Фрагмент документа —
Лидеры и «большие люди» выделялись из общей массы общинников некоторыми внешними знаками различий и поведением. Правда, знаки-символы надевались лидерами, как правило, только на время ритуалов. Ими служили украшения из связок раковин, браслеты из зубов дельфинов[223] или из раковин[224] и т. д. Напротив, на о. Сан-Кристобаль вожди и наследственная знать постоянно, а не только во время церемоний, отличались от остальных общинников следующими признаками: только они имели татуировку с изображением птицы-фрегата, тарантула и солярного знака, только им прокалывали уши и нос, только они могли носить гребни с красными полосами и особые украшения из раковин[225].
Люди придерживались в присутствии лидера определенного этикета. Лидера принимали всегда с большим радушием и обращались к нему как можно вежливее. У каока о. Гуадалканал и мотуна о. Бугенвиль не было каких-либо табу на физический контакт с лидером, однако простые люди избегали прикасаться к нему.
У каока они вступали в беседу с ним лишь по его знаку[226]. У мотуна мужчины любили прославлять лидера в его присутствии и петь песни, повествующие о его заслугах. При этом его никогда не называли по имени, заменяя его терминами родства, титулом «муми» или именем духа его мужского дома. В присутствии муми дети вели себя чрезвычайно тихо, женщины, скромно опускали глаза, а мужчины ждали, когда он заговорит первым[227].
На островах Малаита и Шуазель этикет был более развит, возможно, под влиянием полинезийцев, контакты с которыми там зафиксированы. В этих местах считалось, что важный человек всегда должен находиться «наверху» и не только социально, но и пространственно. Поэтому простые общинники никогда не отваживались стоять или сидеть выше его и в присутствии лидера сгибались в поклоне. Лидер обращался к сидящей толпе стоя, а во время процессий всегда шел впереди. На этих островах было запрещено касаться «большого человека», в особенности его головы, зубов и волос. В его доме имелась особая дверь, в которую мог проходить только он один. Его личность и собственность в большей мере, чем личность и собственность других мужчин, были табу для женщин. На о. Малаита «большие люди» держали себя с исключительным достоинством. В частности, от них требовалось особое поведение при участии в танцах[228]. На о. Гуадалканал существовал обычай «пинополо» — ритуальный отказ «большого человека» от собственности. Там для повышения своего престижа богачу полагалось тайно уносить в корзинах свое богатство, состоявшее из связок раковин, и зарывать его в землю. Обычно богачи старались это делать так, чтобы молва об их поступке широко распространилась. Тем самым их авторитет усиливался[229].

(Собранные записи данных)
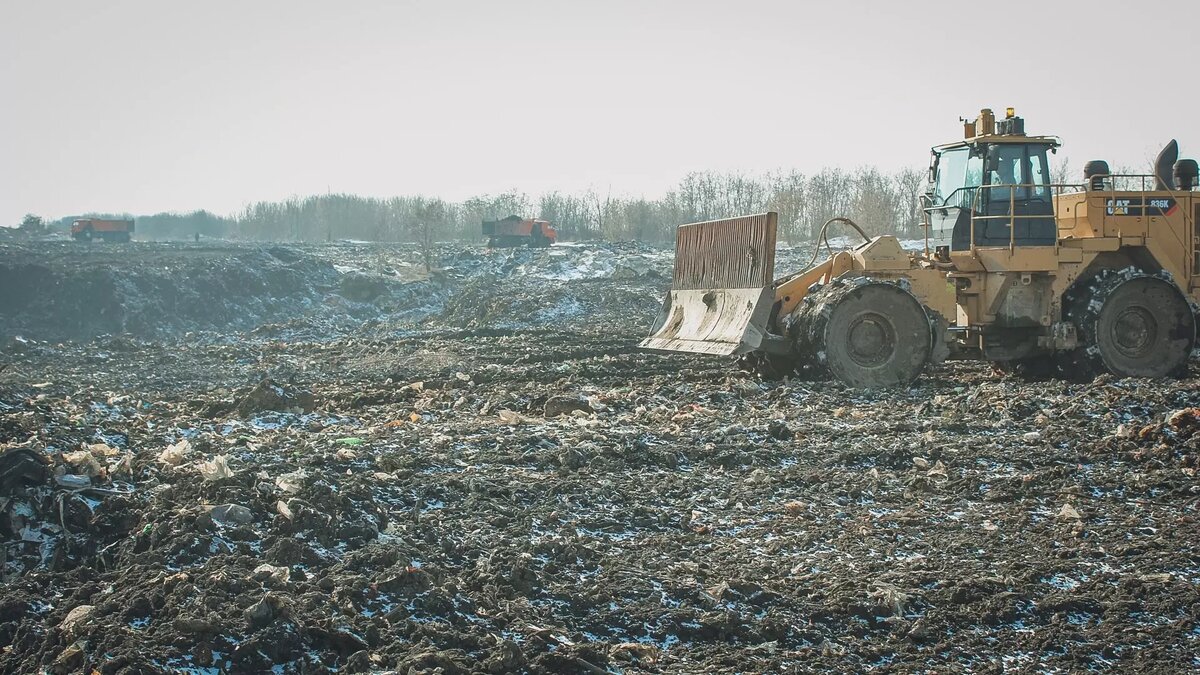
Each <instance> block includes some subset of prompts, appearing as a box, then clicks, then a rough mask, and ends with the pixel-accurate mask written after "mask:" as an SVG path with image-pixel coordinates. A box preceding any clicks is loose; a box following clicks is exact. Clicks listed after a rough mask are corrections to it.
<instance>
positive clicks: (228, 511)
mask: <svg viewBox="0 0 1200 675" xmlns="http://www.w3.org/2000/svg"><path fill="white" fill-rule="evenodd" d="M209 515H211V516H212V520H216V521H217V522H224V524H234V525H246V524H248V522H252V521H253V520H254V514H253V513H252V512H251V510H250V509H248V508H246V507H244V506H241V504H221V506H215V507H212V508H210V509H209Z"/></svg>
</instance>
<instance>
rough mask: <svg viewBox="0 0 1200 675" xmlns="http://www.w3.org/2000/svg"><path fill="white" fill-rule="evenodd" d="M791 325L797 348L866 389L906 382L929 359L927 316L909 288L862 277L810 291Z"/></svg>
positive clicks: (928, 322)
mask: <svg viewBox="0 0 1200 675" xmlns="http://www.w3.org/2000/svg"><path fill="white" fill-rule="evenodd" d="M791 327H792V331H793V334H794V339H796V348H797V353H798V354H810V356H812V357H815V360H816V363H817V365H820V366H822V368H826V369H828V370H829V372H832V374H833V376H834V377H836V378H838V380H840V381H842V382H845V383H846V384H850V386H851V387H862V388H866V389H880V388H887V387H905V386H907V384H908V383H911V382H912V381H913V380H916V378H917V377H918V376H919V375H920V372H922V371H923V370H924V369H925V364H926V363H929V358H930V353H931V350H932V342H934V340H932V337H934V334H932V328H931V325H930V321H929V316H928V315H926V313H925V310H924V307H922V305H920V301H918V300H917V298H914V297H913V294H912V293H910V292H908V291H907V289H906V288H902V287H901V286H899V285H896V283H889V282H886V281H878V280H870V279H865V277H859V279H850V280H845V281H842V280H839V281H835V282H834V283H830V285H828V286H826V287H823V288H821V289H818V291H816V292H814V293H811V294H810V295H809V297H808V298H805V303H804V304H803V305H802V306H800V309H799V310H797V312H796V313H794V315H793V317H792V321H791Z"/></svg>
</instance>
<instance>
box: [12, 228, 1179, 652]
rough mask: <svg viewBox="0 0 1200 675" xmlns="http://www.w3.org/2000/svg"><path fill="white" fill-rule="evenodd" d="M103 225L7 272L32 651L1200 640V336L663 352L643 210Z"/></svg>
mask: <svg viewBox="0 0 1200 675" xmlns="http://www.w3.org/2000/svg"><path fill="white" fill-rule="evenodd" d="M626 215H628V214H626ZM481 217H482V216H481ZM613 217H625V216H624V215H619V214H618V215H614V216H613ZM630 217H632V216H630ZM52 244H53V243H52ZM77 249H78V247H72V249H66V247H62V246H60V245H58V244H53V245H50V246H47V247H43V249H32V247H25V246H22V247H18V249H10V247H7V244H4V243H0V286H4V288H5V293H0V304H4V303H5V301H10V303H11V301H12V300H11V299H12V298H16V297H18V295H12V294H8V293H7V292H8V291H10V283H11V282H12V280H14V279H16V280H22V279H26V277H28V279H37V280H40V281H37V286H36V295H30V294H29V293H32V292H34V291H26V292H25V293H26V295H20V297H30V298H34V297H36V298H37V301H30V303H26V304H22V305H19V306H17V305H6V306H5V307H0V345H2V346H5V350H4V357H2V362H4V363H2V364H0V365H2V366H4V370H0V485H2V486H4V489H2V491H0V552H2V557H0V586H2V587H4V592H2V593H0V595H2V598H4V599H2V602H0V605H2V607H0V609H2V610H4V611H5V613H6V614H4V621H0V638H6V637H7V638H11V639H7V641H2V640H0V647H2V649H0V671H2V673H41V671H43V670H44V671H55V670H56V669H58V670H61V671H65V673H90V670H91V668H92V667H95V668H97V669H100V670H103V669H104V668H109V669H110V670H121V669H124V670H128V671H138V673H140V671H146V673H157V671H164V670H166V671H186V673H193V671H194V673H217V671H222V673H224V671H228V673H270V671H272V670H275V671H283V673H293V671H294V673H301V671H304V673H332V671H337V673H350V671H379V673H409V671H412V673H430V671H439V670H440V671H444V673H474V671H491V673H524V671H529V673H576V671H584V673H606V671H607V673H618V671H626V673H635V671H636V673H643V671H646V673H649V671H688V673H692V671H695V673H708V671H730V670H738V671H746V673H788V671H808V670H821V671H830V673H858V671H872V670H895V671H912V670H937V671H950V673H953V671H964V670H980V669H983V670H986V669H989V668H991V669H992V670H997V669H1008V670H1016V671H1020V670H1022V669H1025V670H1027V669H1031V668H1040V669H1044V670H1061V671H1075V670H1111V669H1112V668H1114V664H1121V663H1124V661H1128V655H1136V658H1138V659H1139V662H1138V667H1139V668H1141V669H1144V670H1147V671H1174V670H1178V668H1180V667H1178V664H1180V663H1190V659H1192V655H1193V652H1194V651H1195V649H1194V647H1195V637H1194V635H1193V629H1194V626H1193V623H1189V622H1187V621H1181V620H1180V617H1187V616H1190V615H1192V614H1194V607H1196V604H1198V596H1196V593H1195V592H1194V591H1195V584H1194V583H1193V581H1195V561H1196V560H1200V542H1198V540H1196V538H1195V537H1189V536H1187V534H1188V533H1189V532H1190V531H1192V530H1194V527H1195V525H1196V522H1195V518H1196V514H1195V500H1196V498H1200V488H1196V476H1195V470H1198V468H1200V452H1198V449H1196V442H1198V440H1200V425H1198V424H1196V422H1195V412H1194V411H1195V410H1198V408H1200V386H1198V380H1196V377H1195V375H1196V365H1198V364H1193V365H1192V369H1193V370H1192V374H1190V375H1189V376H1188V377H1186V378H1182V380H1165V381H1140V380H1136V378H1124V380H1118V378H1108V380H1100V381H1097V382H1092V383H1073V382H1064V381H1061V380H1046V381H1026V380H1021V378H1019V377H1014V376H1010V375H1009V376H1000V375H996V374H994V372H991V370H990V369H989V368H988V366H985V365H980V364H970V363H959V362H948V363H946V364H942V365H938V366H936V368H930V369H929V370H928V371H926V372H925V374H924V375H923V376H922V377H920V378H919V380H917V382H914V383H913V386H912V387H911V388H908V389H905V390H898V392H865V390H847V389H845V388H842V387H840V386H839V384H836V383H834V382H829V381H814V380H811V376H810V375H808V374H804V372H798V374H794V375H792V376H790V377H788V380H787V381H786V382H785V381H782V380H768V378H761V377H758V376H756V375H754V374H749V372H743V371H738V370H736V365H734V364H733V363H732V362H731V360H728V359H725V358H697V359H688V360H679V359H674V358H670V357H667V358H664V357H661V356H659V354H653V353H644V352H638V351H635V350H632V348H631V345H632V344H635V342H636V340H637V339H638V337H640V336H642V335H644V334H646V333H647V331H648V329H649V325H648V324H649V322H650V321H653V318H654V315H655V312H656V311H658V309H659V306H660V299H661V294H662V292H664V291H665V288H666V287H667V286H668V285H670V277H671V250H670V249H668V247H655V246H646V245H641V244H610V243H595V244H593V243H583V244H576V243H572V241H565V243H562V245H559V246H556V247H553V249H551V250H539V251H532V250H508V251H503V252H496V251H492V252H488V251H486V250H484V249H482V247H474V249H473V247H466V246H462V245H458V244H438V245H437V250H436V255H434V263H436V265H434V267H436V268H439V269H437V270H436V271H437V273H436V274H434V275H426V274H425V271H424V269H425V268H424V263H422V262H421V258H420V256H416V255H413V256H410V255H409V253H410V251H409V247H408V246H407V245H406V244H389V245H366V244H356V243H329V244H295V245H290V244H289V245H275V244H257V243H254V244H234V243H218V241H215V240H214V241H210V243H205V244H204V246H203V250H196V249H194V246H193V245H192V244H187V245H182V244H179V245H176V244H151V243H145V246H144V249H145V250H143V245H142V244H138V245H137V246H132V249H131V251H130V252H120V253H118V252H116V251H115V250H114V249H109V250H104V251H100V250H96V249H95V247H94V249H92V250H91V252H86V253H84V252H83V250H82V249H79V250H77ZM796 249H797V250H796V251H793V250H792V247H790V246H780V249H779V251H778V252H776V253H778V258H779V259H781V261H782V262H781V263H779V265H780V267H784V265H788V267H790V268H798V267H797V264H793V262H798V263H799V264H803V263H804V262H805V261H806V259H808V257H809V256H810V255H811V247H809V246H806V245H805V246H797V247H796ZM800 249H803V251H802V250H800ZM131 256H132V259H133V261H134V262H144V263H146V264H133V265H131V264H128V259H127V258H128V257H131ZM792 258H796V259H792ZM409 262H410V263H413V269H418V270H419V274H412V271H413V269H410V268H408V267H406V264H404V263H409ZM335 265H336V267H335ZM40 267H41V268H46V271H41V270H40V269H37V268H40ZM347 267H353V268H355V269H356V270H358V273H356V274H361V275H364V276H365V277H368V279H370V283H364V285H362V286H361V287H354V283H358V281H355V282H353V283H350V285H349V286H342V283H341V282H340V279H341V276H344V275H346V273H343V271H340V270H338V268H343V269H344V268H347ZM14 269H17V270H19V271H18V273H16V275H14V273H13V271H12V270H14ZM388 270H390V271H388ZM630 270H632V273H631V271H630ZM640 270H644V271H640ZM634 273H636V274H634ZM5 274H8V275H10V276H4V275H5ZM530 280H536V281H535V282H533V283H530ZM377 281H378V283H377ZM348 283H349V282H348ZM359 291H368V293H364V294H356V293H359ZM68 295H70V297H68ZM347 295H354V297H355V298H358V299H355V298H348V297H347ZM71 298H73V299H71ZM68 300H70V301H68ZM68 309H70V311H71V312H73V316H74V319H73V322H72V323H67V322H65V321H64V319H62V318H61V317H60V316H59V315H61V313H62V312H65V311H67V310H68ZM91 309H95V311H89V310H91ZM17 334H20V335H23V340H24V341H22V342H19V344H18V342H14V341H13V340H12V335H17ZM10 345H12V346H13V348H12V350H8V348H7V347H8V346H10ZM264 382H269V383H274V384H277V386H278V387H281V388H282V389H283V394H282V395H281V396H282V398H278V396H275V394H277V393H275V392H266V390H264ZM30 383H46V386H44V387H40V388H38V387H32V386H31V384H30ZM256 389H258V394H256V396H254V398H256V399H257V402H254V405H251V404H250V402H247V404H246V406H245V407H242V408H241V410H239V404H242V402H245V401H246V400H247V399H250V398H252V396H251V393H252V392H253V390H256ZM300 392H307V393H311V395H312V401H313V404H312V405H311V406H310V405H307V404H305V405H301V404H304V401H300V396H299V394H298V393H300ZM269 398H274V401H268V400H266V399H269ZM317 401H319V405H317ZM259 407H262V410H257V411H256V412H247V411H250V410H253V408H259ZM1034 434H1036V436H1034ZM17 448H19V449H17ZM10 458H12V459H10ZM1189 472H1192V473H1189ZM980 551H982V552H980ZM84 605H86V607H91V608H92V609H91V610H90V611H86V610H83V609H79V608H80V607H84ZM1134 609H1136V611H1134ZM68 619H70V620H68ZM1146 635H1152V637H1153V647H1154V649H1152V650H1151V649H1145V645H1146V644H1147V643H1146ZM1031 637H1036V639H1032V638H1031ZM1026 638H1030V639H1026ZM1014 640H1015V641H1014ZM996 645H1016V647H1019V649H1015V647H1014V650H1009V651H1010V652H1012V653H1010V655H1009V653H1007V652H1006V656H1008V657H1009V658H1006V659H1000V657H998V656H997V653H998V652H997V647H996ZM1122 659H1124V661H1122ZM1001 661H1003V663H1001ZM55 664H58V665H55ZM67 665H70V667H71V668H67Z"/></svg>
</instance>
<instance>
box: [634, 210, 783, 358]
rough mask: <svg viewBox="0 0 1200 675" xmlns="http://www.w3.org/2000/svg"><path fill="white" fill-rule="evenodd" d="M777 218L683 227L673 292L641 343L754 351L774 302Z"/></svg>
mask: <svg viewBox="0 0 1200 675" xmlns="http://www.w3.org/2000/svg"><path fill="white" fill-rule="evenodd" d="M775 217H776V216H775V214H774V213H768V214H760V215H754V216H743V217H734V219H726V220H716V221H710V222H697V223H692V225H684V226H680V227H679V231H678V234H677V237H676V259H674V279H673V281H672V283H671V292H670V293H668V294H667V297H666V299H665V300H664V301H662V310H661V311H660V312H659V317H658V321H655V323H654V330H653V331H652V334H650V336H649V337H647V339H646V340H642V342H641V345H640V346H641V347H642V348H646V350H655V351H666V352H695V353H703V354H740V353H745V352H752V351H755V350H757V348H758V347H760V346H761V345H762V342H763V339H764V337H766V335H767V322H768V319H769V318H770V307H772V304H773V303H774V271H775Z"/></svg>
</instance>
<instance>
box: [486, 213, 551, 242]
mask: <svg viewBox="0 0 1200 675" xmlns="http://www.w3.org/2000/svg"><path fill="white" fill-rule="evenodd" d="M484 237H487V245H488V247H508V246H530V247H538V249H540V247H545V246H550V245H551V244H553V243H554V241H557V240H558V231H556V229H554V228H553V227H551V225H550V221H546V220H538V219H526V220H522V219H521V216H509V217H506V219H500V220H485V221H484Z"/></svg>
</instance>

Задание — Обновите фрагмент текста об этикете при лидерах, начиная со слов «Люди придерживались в» и заканчивая словами «он заговорит первым[227].», заменив «мотуна» на «народа мотуна». Записи никак не связаны с текстом.

Решение —
Люди придерживались в присутствии лидера определенного этикета. Лидера принимали всегда с большим радушием и обращались к нему как можно вежливее. У каока о. Гуадалканал и народа мотуна о. Бугенвиль не было каких-либо табу на физический контакт с лидером, однако простые люди избегали прикасаться к нему.
У каока они вступали в беседу с ним лишь по его знаку[226]. У народа мотуна мужчины любили прославлять лидера в его присутствии и петь песни, повествующие о его заслугах. При этом его никогда не называли по имени, заменяя его терминами родства, титулом «муми» или именем духа его мужского дома. В присутствии муми дети вели себя чрезвычайно тихо, женщины, скромно опускали глаза, а мужчины ждали, когда он заговорит первым[227].